What you will do —
a) Reproduce the part of the accounting policies text starting at "Foreign currency transactions" and ending at "are recognised in the Statement of Comprehensive Income.".
b) In the accounting policies text, what is the Company's functional and presentational currency?
c) Pick up the accounting policies text after its last sentence and keep writing.

=== Text passage ===

At each Balance Sheet date, stocks are assessed for impairment. If stock is impaired, the carrying amount is reduced to its selling price less costs to complete and sell. The impairment loss is recognised immediately in the Statement of Comprehensive Income.

 
2.8

DEBTORS

Short-term debtors are measured at transaction price.

Page 16

 
J & A BEARE LIMITED
 

 
NOTES TO THE FINANCIAL STATEMENTS
FOR THE YEAR ENDED 31 MARCH 2024

2.ACCOUNTING POLICIES (continued)

 
2.9

CASH AND CASH EQUIVALENTS

Cash is represented by cash in hand and deposits with financial institutions repayable without penalty on notice of not more than 24 hours. 

In the Statement of Cash Flows, cash and cash equivalents are shown net of bank overdrafts that are repayable on demand and form an integral part of the Company's cash management.

 
2.10

FINANCIAL INSTRUMENTS

The Company only enters into basic financial instrument transactions that result in the recognition of financial assets and liabilities like trade and other debtors and creditors, loans from banks and other third parties and loans to related parties.
Debt instruments that are payable or receivable within one year, typically trade debtors and creditors, are measured initially and subsequently, at the undiscounted amount of the cash or other consideration expected to be paid or received.
Financial assets that are measured at cost and amortised cost are assessed at the end of each reporting period for objective evidence of impairment. If objective evidence of impairment is found, an impairment loss is recognised in the Statement of Comprehensive Income.
For financial assets measured at cost less impairment, the impairment loss is measured as the difference between an asset's carrying amount and best estimate of the recoverable amount, which is an approximation of the amount that the Company would receive for the asset if it were to be sold at Balance Sheet date.

 
2.11

CREDITORS

Short-term creditors are measured at the transaction price. 

 
2.12

FOREIGN CURRENCY TRANSLATION

Functional and presentation currency

The Company's functional and presentational currency is British Pounds Sterling GBP.

Transactions and balances

Foreign currency transactions are translated into the functional currency using the spot exchange rates at the dates of the transactions.

At each period-end foreign currency monetary items are translated using the closing rate. Non-monetary items measured at historical cost are translated using the exchange rate at the date of the transaction and non-monetary items measured at fair value are measured using the exchange rate when fair value was determined.

Foreign exchange gains and losses resulting from the settlement of transactions and from the translation at period-end exchange rates of monetary assets and liabilities denominated in foreign currencies are recognised in the Statement of Comprehensive Income.

Page 17

 
J & A BEARE LIMITED
 

 
NOTES TO THE FINANCIAL STATEMENTS
FOR THE YEAR ENDED 31 MARCH 2024

2.ACCOUNTING POLICIES (continued)

 
2.13

FINANCE COSTS

Finance costs are charged to the Statement of Comprehensive Income over the term of the debt using the effective interest method so that the amount charged is at a constant rate on the carrying amount. Issue costs are initially recognised as a reduction in the proceeds of the associated capital instrument.

 
2.14

PENSIONS

DEFINED CONTRIBUTION PENSION PLAN

The Company operates a defined contribution plan for its employees. A defined contribution plan is a pension plan under which the Company pays fixed contributions into a separate entity. Once the contributions have been paid the Company has no further payment obligations.

=== Dataset ===

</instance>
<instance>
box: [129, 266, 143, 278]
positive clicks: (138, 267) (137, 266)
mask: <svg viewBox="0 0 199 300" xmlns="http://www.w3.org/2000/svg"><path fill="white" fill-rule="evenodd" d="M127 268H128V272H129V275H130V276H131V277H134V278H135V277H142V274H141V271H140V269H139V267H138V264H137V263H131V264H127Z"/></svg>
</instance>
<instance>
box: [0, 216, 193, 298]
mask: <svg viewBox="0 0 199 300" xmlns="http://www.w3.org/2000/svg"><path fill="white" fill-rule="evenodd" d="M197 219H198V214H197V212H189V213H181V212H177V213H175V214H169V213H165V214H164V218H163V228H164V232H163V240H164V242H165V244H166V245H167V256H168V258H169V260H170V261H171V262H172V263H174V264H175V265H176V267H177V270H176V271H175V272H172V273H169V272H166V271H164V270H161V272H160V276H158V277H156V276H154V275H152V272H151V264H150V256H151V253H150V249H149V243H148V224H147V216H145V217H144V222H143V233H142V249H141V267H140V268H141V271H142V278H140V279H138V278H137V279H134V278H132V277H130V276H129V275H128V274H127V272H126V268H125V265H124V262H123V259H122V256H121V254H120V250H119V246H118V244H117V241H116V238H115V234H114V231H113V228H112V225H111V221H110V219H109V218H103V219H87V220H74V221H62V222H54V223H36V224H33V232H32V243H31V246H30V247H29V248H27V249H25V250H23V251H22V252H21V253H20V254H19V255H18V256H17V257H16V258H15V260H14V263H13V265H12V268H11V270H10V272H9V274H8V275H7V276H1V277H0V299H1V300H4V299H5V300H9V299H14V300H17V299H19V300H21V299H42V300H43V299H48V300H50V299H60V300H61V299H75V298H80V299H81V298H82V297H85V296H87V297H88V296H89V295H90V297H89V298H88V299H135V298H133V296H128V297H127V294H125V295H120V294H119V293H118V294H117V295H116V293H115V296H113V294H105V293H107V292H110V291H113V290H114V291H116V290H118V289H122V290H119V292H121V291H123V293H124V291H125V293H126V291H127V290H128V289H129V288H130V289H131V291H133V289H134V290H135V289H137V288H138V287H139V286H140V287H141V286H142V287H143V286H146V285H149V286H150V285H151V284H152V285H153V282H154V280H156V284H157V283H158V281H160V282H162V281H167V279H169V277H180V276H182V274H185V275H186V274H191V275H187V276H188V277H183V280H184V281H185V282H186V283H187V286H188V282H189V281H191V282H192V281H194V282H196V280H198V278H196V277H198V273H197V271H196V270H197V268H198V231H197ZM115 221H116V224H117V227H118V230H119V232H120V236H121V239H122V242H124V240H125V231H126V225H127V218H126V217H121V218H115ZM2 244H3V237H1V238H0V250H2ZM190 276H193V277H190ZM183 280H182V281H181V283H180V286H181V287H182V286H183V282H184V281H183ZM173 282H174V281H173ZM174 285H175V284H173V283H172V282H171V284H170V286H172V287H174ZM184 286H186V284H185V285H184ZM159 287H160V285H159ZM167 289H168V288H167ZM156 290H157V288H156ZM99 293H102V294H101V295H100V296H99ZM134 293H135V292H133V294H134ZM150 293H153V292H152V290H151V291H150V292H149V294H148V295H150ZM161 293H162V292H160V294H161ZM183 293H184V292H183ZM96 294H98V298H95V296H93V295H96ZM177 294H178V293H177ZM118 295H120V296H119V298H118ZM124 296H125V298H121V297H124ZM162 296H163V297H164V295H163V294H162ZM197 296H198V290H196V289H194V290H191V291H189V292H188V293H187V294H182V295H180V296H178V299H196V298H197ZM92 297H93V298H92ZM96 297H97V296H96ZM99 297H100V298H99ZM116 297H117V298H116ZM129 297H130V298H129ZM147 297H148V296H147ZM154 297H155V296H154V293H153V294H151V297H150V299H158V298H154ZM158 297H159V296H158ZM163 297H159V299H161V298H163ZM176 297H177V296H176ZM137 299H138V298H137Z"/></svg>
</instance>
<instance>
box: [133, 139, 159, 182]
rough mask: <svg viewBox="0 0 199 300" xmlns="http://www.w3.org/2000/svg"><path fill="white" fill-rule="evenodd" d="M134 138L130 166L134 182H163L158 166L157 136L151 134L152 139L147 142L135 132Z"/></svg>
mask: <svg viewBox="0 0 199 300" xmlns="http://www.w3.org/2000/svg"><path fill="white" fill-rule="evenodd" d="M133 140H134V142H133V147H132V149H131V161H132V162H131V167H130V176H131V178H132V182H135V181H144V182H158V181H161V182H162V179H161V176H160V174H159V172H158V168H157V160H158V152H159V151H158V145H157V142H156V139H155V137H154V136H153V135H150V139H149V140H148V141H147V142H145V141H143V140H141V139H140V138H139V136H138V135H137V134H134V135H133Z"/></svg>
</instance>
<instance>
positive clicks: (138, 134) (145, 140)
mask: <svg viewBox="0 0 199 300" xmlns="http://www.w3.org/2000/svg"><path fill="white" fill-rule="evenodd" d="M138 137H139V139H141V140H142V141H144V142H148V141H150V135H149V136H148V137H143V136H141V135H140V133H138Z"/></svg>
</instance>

===

Expected responses —
a)
Foreign currency transactions are translated into the functional currency using the spot exchange rates at the dates of the transactions.

At each period-end foreign currency monetary items are translated using the closing rate. Non-monetary items measured at historical cost are translated using the exchange rate at the date of the transaction and non-monetary items measured at fair value are measured using the exchange rate when fair value was determined.

Foreign exchange gains and losses resulting from the settlement of transactions and from the translation at period-end exchange rates of monetary assets and liabilities denominated in foreign currencies are recognised in the Statement of Comprehensive Income.

b) British Pounds Sterling (GBP).

c)
The contributions are recognised as an expense in the Statement of Comprehensive Income when they fall due. Amounts not paid are shown in accruals as a liability in the Balance Sheet. The assets of the plan are held separately from the Company in independently administered funds.

 
2.15

INTEREST INCOME

Interest income is recognised in the Statement of Comprehensive Income using the effective interest method.

 
2.16

BORROWING COSTS

All borrowing costs are recognised in the Statement of Comprehensive Income in the year in which they are incurred.

 
2.17

PROVISIONS FOR LIABILITIES

Provisions are made where an event has taken place that gives the Company a legal or constructive obligation that probably requires settlement by a transfer of economic benefit, and a reliable estimate can be made of the amount of the obligation.
Provisions are charged as an expense to the Statement of Comprehensive Income in the year that the Company becomes aware of the obligation, and are measured at the best estimate at the Balance Sheet date of the expenditure required to settle the obligation, taking into account relevant risks and uncertainties.
 
When payments are eventually made, they are charged to the provision carried in the Balance Sheet.

Page 18

 
J & A BEARE LIMITED
 

 
NOTES TO THE FINANCIAL STATEMENTS
FOR THE YEAR ENDED 31 MARCH 2024

2.ACCOUNTING POLICIES (continued)

 
2.18

CURRENT AND DEFERRED TAXATION

The tax expense for the year comprises current and deferred tax. Tax is recognised in the Statement of Comprehensive Income except that a charge attributable to an item of income and expense recognised as other comprehensive income or to an item recognised directly in equity is also recognised in other comprehensive income or directly in equity respectively.

The current corporation tax charge is calculated on the basis of tax rates and laws that have been enacted or substantively enacted by the Balance Sheet in the countries where the Company operates and generates income.

Deferred tax balances are recognised in respect of all timing differences that have originated but not reversed by the Balance Sheet date, except that:
The recognition of deferred tax assets is limited to the extent that it is probable that they will be recovered against the reversal of deferred tax liabilities or other future taxable profits; and
Any deferred tax balances are reversed if and when all conditions for retaining associated tax allowances have been met.

Deferred tax balances are not recognised in respect of permanent differences. Deferred tax is determined using tax rates and laws that have been enacted or substantively enacted by the Balance Sheet date.



3.


JUDGEMENTS IN APPLYING ACCOUNTING POLICIES AND KEY SOURCES OF ESTIMATION UNCERTAINTY

The valuation of stock requires the directors to apply their judgement to identify whether an impairment provision is required to ensure that stock is held at the lower of cost and net realisable value.


4.


TURNOVER

The directors believe disclosing segmental information would be seriously prejudicial to the Company's interests.

All turnover arose within the United Kingdom.


5.


OPERATING PROFIT

The operating profit is stated after charging:

2024
2023
£
£

Depreciation of tangible fixed assets
161,872
(15,256)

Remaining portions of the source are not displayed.